**Task brief:**
Rewrite the items below, swapping "evenodd" for "nonzero" and leaving everything else untouched. Leave the pictures out of your answer.

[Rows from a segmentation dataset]
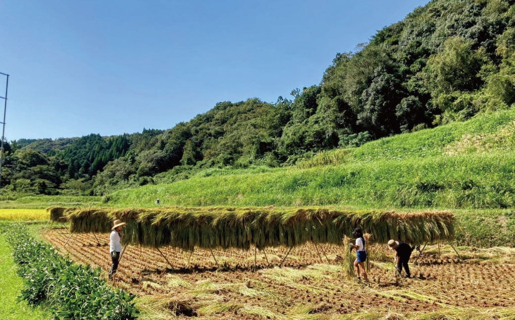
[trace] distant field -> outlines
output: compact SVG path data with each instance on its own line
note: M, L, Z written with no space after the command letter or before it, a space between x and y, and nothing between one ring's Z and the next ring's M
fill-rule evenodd
M0 220L32 221L48 220L50 213L44 209L0 209Z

**Exercise output:**
[trace] distant field -> outlines
output: compact SVG path data with each instance on its own line
note: M, L, Z written with no space after the command letter or before it, a space between x and y, and nothing between one ring's Z and the next ring's M
fill-rule nonzero
M0 220L32 221L48 220L50 213L44 209L0 209Z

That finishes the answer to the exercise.